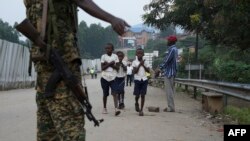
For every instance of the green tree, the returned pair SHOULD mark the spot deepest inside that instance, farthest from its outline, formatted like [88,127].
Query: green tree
[220,21]
[8,33]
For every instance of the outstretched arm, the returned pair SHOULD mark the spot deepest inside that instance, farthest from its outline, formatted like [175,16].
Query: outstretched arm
[91,8]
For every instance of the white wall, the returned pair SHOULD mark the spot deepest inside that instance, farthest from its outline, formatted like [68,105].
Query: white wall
[14,63]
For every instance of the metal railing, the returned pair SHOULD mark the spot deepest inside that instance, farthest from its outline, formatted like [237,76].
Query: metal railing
[237,90]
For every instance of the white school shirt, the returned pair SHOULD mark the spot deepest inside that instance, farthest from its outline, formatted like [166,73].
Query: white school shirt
[141,74]
[121,73]
[129,70]
[109,74]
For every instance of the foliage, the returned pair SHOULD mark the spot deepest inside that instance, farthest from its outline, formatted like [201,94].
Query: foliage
[168,31]
[8,33]
[92,39]
[220,21]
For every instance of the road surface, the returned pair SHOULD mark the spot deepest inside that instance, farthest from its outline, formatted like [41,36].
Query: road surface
[18,118]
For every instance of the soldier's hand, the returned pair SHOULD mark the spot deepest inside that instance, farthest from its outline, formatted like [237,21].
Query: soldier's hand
[119,25]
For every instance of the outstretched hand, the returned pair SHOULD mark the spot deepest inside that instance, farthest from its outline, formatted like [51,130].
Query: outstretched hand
[119,25]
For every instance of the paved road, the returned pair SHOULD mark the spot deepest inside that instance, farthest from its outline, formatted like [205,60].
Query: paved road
[18,119]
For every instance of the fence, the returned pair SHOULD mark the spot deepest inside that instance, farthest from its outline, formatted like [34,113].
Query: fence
[14,63]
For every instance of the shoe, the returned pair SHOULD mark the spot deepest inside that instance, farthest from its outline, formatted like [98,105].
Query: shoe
[137,109]
[167,110]
[105,111]
[121,106]
[141,113]
[117,112]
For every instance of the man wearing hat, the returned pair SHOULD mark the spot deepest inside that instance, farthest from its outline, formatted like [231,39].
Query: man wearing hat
[169,67]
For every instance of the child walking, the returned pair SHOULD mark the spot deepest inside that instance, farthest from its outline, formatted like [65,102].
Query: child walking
[140,67]
[120,79]
[109,67]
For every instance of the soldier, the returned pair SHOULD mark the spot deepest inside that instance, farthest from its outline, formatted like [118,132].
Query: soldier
[61,117]
[169,67]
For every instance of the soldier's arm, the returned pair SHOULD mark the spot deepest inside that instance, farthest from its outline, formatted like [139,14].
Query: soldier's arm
[93,9]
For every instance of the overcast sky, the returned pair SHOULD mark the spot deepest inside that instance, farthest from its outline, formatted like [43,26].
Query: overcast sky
[130,10]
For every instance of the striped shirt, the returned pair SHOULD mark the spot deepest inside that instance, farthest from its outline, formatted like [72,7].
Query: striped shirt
[169,65]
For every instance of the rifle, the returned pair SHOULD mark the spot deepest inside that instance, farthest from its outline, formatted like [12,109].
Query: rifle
[61,71]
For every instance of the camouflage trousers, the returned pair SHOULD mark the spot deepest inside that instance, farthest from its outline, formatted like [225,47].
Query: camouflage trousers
[61,117]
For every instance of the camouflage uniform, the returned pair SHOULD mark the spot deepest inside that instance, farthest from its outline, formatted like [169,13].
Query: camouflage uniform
[60,117]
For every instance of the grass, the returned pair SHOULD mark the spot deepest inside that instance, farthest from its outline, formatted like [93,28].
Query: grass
[242,115]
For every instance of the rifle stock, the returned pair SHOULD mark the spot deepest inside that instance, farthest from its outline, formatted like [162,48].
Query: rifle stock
[28,30]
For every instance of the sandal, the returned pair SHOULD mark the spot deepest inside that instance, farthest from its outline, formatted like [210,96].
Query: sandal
[117,112]
[137,109]
[141,113]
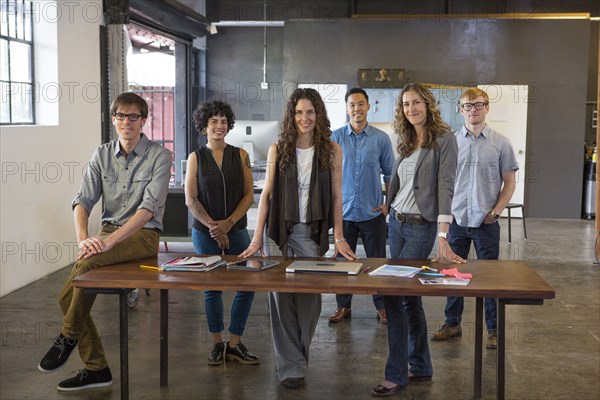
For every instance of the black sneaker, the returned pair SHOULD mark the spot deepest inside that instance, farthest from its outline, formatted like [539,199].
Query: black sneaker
[86,379]
[58,354]
[215,357]
[240,353]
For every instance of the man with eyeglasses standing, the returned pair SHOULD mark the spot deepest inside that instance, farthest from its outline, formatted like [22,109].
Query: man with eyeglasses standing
[131,174]
[366,154]
[485,183]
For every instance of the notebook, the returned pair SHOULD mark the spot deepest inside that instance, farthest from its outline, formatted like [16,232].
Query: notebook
[252,265]
[325,266]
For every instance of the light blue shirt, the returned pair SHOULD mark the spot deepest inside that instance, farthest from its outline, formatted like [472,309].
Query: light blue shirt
[127,183]
[364,158]
[481,162]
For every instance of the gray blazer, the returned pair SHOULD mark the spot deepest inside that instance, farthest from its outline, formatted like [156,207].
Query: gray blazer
[434,178]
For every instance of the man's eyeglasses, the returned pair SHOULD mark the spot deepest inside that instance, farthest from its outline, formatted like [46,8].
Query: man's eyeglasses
[131,117]
[469,106]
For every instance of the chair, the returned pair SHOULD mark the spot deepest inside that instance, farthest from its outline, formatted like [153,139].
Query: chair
[509,207]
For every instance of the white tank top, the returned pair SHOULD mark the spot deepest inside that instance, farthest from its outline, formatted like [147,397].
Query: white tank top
[304,159]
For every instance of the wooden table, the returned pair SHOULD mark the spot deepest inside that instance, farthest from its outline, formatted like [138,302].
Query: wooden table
[511,282]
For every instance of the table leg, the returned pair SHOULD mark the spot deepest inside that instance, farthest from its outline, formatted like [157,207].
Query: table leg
[164,337]
[124,339]
[500,361]
[478,347]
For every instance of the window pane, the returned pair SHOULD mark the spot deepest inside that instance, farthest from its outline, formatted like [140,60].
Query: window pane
[19,20]
[20,62]
[11,20]
[3,60]
[21,105]
[28,11]
[4,104]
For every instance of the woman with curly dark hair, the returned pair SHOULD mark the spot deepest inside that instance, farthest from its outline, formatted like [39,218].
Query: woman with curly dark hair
[219,191]
[301,200]
[419,203]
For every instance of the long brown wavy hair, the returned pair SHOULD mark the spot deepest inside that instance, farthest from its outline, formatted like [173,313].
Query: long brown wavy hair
[286,147]
[434,124]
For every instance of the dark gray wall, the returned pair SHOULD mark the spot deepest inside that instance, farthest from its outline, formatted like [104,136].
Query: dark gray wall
[234,67]
[551,56]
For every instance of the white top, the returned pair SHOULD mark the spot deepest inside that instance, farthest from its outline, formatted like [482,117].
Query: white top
[405,201]
[304,163]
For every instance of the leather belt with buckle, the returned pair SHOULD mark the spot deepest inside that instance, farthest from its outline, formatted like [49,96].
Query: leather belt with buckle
[118,226]
[410,218]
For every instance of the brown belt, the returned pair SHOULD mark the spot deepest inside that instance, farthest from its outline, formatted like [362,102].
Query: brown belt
[118,226]
[410,218]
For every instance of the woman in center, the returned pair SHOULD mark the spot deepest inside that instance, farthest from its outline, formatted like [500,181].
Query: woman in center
[302,200]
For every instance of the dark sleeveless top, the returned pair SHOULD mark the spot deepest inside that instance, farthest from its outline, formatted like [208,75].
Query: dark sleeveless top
[284,212]
[220,189]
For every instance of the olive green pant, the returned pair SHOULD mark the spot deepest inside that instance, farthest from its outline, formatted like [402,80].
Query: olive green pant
[76,305]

::::::::

* Stated problem
Take the line in which "For every instance of the woman with" occurs and each subsequent line through the end; give these lines again without alteration.

* Answer to the exercise
For every instance of the woman with curly dark hair, the returned pair SHOULD mark the spot deepest inside that instance, farthest from its outline, formatted like [39,218].
Query: woman with curly dark hair
[219,191]
[301,200]
[419,203]
For every instance of the long brown wavy hair, the returned pair SHOULD mark the spot deepest inside that instance, farthest from its outline, formatted like [173,313].
Query: long brown wavy hair
[286,147]
[434,124]
For every instance of the dark gray wall, the returned pair SHOULD mark the spot deepest inside that instance, farthest from its outline, formatted like [104,136].
Query: dark gray wall
[234,67]
[551,56]
For every instance of the white top, the returned pair SHOULD mark the spot deepest inside that instance, farthest from its outline, formatted like [482,117].
Query: white top
[405,201]
[304,163]
For every instance of the leather belt with buckle, the returned pair SHOULD mark the spot deepest inside that instance, farthest from its outline, formatted like [49,96].
Query: leather belt with buckle
[118,226]
[410,218]
For every instance of the brown belt, the returned pair SHOULD mark the spot deepest inside that instance, farthest from its outline, formatted like [362,102].
Query: brown belt
[118,226]
[410,218]
For every instance of the woman in center, the returned pair SHOULD mark the spot deepest inside that instance, farthest from its outline, formatted like [500,181].
Query: woman in center
[302,200]
For every instance of the dark sleeveless top, the returned pair SHOULD mark the spot deepest inside that instance, farthest from its outline, formatted like [208,75].
Query: dark sleeveless top
[284,212]
[220,189]
For every instance of the olive green pant, the returned pair SHOULD mark the spot deepest inside that instance, farthest from its outline, formatted like [402,80].
Query: olive green pant
[76,305]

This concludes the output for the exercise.